Reproduce sin cambios el pasaje de la reseña de Cien años de soledad que va desde "Cien Años de Soledad es" hasta "Todo se repetía.".

### TEXTO DEL EJERCICIO
-*-
Reseña del libro: ''Cien años de soledad'', Gabriel García Márquez.
- Luis Alfredo Brambila Soto
- 28 may 2021
- 3 Min. de lectura
Actualizado: 19 abr 2022

Borges en el zahir habló de objetos que por una magia inexplicable tenían el poder de adherirse a tu mente con tanta fuerza que era imposible pensar en otra cosa. Más precisamente dijo que un zahir son “los seres o cosas que tienen la terrible virtud de ser inolvidables y cuya imagen acaba por enloquecer a la gente” un zahir podía ser cualquier cosa: una moneda, un astrolabio, una persona. Cien años de soledad y más específicamente sus personajes me parece que son eso: un zahir. Una vez que los conoces no te puedes olvidar de ellos y te puedes sorprender tratando de encontrar sus rasgos más notables en tu realidad. Buscando la valentía imprudente de José Arcadio Buendía, el orgullo del Coronel Aureliano Buendía, la tenacidad de Úrsula, el encanto de Pietro Crispí, el misticismo de Melquiades o la simplicidad de Remedios la bella. Esta última era de una belleza intolerable que terminaba por enloquecer de amor y deseo a cualquier hombre que la veía: un militar que murió de amor en su ventana, un hombre que se reventó el cráneo después de caer de unos tejados por espiarla mientras se bañaba.
Cien Años de Soledad es la historia de la familia Buendía y de todo ser que se cruzara en su vida. Una familia para la que el tiempo no era recto ni progresivo, sino más bien cíclico pues los rasgos, conductas y defectos se transmitían con tanta exactitud que la vida de los personajes en esencia terminaba siendo la misma que el miembro de la familia que le antecedía: una vocación para la soledad, el vicio de deshacer y rehacer cosas para lidiar con el hastío y la desviación de enamorarse y casarse con algún miembro de la misma familia. Todo se repetía.
-*-
### DATOS PROPORCIONADOS

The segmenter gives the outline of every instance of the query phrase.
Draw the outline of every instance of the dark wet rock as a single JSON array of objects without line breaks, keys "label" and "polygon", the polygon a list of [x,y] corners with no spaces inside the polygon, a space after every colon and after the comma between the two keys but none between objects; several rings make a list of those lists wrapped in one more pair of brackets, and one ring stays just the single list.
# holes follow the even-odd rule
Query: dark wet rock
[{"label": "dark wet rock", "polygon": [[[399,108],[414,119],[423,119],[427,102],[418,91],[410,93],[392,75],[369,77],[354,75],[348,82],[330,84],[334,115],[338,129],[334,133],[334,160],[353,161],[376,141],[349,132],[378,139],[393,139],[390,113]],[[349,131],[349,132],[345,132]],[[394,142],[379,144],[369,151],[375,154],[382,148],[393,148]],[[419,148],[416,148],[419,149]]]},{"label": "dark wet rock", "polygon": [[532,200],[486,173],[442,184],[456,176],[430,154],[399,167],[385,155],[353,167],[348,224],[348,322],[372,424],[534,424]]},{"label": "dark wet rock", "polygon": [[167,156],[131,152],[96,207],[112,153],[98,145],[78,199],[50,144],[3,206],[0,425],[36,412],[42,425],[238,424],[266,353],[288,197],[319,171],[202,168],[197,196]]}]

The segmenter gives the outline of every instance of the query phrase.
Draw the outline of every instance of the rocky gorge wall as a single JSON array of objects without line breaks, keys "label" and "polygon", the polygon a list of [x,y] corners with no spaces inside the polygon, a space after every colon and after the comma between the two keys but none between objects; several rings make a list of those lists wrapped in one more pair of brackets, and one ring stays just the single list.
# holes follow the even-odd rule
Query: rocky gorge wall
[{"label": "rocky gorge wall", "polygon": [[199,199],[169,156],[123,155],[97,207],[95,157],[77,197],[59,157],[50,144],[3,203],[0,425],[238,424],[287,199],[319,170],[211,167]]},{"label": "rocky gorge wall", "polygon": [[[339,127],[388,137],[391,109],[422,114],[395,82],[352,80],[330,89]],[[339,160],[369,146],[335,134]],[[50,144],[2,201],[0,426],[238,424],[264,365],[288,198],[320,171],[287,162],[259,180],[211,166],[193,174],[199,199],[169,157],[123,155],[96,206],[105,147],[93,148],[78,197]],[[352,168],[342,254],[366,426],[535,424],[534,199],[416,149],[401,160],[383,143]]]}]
-*-
### RESPUESTA AL PROBLEMA
Cien Años de Soledad es la historia de la familia Buendía y de todo ser que se cruzara en su vida. Una familia para la que el tiempo no era recto ni progresivo, sino más bien cíclico pues los rasgos, conductas y defectos se transmitían con tanta exactitud que la vida de los personajes en esencia terminaba siendo la misma que el miembro de la familia que le antecedía: una vocación para la soledad, el vicio de deshacer y rehacer cosas para lidiar con el hastío y la desviación de enamorarse y casarse con algún miembro de la misma familia. Todo se repetía.